DATASET ENTRIES.
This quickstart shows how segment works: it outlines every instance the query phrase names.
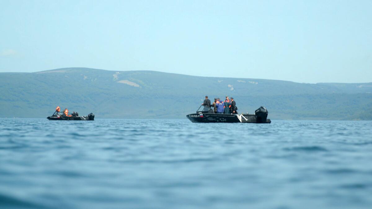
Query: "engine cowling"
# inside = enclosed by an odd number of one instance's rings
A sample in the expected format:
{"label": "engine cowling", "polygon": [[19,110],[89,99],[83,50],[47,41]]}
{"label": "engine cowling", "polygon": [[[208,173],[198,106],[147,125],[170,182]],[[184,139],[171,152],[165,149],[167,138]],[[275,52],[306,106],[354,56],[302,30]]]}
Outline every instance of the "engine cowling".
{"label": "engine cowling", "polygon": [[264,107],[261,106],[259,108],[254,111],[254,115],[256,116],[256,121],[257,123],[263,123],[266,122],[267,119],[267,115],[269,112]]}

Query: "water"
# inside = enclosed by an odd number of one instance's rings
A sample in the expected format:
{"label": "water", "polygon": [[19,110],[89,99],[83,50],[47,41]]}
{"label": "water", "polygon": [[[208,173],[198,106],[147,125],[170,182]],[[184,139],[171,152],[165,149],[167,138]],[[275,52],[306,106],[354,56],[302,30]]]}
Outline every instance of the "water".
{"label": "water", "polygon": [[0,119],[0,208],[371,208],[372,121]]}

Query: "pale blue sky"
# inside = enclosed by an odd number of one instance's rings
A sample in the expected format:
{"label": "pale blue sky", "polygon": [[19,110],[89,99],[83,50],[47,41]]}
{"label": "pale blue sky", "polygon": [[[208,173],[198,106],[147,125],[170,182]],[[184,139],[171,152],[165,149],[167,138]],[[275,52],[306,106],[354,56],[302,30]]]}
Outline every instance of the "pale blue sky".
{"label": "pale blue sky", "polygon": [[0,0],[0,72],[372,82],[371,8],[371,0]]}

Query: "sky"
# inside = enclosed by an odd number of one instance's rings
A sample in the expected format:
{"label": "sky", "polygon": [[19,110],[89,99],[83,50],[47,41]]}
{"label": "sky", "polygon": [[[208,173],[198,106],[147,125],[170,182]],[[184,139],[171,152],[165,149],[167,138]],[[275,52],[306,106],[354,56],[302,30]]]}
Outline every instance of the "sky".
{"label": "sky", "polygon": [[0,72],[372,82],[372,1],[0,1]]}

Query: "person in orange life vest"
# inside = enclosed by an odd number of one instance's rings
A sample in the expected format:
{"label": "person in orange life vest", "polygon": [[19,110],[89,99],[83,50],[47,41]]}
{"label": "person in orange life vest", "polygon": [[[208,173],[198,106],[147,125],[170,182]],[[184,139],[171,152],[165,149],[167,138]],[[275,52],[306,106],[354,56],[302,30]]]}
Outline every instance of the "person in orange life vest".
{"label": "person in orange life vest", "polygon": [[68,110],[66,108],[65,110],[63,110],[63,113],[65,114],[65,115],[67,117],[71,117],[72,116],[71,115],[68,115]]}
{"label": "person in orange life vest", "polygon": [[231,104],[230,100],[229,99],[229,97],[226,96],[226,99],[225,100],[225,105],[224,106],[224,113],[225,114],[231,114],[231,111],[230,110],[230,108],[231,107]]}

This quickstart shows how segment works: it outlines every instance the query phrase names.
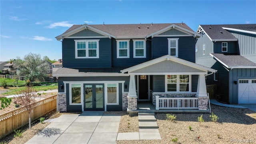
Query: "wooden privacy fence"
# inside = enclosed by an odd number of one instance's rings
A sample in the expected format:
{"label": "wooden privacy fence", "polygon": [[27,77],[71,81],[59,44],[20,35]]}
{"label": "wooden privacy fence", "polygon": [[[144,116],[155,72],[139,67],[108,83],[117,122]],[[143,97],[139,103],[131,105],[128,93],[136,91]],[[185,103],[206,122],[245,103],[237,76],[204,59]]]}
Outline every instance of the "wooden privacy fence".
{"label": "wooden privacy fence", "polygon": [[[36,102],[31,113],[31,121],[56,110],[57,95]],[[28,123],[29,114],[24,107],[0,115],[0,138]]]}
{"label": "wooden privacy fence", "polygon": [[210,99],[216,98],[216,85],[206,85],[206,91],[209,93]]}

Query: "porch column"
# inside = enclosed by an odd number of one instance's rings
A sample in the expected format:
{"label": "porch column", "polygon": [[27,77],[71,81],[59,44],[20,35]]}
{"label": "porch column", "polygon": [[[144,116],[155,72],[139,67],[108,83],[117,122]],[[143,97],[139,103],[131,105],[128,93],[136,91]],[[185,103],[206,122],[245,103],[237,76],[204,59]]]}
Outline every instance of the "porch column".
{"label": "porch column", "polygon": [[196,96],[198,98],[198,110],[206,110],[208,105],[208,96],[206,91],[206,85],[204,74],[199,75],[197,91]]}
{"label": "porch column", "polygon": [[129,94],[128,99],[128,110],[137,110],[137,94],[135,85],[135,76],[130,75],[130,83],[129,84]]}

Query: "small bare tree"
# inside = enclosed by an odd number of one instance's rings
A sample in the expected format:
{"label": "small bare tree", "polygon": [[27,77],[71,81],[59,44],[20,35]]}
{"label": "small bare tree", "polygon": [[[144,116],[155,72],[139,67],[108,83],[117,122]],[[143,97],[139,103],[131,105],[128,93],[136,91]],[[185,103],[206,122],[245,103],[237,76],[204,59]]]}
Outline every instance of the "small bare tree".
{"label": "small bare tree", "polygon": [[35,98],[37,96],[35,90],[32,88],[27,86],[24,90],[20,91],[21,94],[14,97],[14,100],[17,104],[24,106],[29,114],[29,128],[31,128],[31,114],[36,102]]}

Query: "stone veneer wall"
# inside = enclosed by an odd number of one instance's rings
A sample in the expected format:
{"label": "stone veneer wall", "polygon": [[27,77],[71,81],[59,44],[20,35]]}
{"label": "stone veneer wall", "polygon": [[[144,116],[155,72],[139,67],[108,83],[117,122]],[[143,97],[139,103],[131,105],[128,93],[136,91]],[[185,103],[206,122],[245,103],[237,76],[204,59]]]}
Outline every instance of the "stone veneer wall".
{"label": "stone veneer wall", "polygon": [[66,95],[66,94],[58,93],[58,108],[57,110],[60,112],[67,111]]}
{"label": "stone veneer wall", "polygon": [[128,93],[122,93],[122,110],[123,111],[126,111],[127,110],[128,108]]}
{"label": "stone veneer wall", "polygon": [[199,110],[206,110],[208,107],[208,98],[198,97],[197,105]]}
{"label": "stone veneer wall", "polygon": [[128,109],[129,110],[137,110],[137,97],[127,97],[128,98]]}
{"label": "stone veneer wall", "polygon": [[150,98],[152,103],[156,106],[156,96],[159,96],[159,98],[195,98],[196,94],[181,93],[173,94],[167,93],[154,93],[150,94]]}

WHAT IS BEING ASKED.
Extract every line of the data that contains the string "column".

TASK OUTPUT.
Query: "porch column"
{"label": "porch column", "polygon": [[27,77],[71,81],[59,44],[20,35]]}
{"label": "porch column", "polygon": [[[144,116],[155,72],[139,67],[108,83],[117,122]],[[143,97],[139,103],[131,105],[128,93],[136,91]],[[185,103],[206,122],[245,103],[237,76],[204,59]]]}
Outline every instance of the "porch column".
{"label": "porch column", "polygon": [[196,96],[198,98],[198,110],[206,110],[208,105],[208,96],[206,91],[206,85],[204,74],[199,75],[197,91]]}
{"label": "porch column", "polygon": [[129,94],[128,99],[128,110],[137,110],[137,94],[135,85],[135,76],[130,75],[130,83],[129,84]]}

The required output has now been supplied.